- [The problem]: Tally the lines of the entries in which the string "Call" occurs, and say only how many.

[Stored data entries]
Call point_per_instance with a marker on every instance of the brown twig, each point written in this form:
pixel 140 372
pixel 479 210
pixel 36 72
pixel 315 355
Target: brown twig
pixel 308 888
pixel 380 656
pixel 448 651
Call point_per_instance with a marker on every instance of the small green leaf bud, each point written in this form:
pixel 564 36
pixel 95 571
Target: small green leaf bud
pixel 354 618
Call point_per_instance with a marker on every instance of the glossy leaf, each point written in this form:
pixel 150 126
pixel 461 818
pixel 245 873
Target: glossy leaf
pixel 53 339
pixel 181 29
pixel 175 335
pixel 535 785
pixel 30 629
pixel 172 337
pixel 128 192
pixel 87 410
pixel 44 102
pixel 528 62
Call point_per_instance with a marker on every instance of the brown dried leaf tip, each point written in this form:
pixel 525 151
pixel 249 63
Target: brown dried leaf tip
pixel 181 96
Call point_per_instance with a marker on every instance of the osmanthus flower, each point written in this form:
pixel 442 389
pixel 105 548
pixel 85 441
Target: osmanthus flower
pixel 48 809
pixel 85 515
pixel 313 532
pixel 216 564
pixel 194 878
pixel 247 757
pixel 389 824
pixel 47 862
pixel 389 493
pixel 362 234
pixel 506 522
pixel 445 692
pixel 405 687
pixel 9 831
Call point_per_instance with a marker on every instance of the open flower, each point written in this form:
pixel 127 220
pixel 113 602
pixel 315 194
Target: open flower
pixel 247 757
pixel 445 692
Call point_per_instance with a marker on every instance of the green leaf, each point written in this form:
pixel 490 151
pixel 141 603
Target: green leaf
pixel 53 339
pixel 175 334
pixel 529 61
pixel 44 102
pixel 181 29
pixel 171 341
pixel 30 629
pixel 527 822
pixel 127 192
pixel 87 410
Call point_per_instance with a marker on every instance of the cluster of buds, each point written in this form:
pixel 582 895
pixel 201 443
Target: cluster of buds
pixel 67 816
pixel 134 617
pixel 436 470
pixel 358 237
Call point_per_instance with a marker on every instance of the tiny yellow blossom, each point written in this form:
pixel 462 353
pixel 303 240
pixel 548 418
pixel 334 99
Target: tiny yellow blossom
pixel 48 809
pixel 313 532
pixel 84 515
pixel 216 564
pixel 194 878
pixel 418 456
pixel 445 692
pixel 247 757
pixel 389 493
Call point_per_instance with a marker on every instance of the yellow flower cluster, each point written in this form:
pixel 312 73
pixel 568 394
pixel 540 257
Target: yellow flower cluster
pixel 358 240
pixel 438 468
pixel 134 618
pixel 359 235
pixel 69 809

- [Your response]: 10